■ **TEXT BLOCK**
Welcome to part three. It seems likely that a part ad infinitem would be possible with Bud running the show but let’s continue with some more likely scenarios for the 2011 major league baseball season. If you’ve been able to follow thus far, congratulations. As with part two, I am continuing from the point I left of previously.

13.   Chicago Whitesox manager Ozzie Guillen insists that there are too many Latin players and managers in baseball and asks his son to twitter President Obama arguing that Ozzie doesn’t know what he is talking about.  The message arrives censored and therefore blank to a confused CIA operative in the White House who immediately assumes that the twitter has something to do with the movie “The Wizard of Oz”.  Pink Floyd guitarist David Gilmour is contacted but he is on vacation on the dark side of the moon.  Ozzie later explains that what he really meant to say was that the Cubs will never win and that there are too many Latin players and managers in major league baseball.

14.   The Kansas City Royals continue to stock their farm system with what many scouts have deemed, the best system they have ever seen.  Not wanting to ruin what he has built up over the past few seasons, Royals GM Dayton Moore refuses to promote any of his prospects to the majors, insisting that to do so would disappoint the many thousands of minor league baseball fans throughout the Kansas City organization and down grade their No. 1 ranking with Baseball America.  It would also lessen the chances of high draft picks in the future, potentially weakening a top notch farm system. His trade of Zack Greinke was deemed necessary as Greinke was embarrassing the rest of the less than mediocre Royals pitching staff and his striving to be a major league star simply did not allow him to fit into the Kansas City clubhouse mentality.

■ **APPLY WHAT YOU READ**
A - In the baseball predictions text above, who is contacted but is on vacation on the dark side of the moon?
B - Repeat the part of the baseball predictions text starting with "13.   Chicago Whitesox" and going on through "major league baseball.".

■ **DATA BELOW**
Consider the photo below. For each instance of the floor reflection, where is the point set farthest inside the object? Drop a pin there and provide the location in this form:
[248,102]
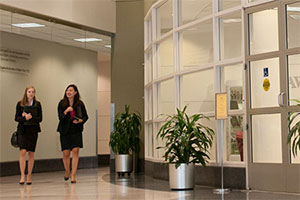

■ **SOLUTIONS PER TASK**
A - Pink Floyd guitarist David Gilmour.

B -
13.   Chicago Whitesox manager Ozzie Guillen insists that there are too many Latin players and managers in baseball and asks his son to twitter President Obama arguing that Ozzie doesn’t know what he is talking about.  The message arrives censored and therefore blank to a confused CIA operative in the White House who immediately assumes that the twitter has something to do with the movie “The Wizard of Oz”.  Pink Floyd guitarist David Gilmour is contacted but he is on vacation on the dark side of the moon.  Ozzie later explains that what he really meant to say was that the Cubs will never win and that there are too many Latin players and managers in major league baseball.